It was also an interesting look at the politics within the politics.  The investigation of the murder was doomed from the start, what with the Chinese detective being hamstrung by his superiors and the English detective being hamstrung by his superiors.  Then there was just poor detecting and general muck ups by people.  The English guy seemed to do okay, but one of his guys mucked up.  And the Chinese guy mucked up and/or was on the take.  But they were encouraged not to solve anything.

We found that the author did a good job of making the reader feel a certain way about certain characters at certain times in the book.  And then was able to make the reader have the complete opposite take about those characters in a different part of the book.

The dad was originally portrayed as a goofball, but then later portrayed as a together, driven kind of guy.  The two detectives were originally portrayed as having their poop together and then later, the holes in their investigations were pointed out in a way to make them look bad.

All in all, a rather creative way to deal with a nonfiction subject.

The group mostly liked the story, even if they found it a bit tedious.  The history was fascinating, though there too many characters and they were hard to keep track of.  There were also issues with understanding the locale.  While a map was provided in the book, it wasn’t necessarily the clearest thing to understand.

§ **Instructions for the task**
Answer these questions about the book discussion above, one per line:
1. How was the dad portrayed at first?
2. Who hampered each of the two detectives?
3. What problem did the group have with the map in the book?

§ **Provided records**
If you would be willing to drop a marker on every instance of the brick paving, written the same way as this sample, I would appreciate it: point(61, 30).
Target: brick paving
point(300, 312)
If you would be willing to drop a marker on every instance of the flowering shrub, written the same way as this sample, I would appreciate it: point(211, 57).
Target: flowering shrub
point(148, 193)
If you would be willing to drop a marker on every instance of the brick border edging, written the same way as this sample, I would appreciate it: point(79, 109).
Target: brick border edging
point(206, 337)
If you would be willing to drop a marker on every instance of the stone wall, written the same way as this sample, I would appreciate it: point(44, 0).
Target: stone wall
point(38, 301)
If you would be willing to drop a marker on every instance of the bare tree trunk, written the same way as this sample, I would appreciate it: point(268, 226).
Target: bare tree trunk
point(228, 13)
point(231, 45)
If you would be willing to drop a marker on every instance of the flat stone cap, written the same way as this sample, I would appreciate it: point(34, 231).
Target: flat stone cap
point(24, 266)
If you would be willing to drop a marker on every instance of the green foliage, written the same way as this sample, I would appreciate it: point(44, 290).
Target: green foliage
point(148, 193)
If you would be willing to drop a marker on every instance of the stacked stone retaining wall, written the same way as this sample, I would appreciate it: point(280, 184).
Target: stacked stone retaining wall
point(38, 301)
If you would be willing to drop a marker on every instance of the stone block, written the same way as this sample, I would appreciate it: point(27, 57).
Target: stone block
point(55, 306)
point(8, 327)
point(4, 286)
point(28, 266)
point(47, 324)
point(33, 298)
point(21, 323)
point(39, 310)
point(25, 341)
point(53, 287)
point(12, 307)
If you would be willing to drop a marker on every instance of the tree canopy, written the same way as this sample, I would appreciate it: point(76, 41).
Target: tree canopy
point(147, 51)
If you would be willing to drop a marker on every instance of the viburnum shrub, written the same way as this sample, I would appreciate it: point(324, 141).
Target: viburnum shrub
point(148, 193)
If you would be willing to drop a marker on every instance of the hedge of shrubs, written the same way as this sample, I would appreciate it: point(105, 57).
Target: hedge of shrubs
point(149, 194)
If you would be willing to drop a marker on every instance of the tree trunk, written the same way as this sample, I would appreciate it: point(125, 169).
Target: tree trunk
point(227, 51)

§ **The answer**
1. As a goofball.
2. Their superiors.
3. It wasn't necessarily the clearest thing to understand.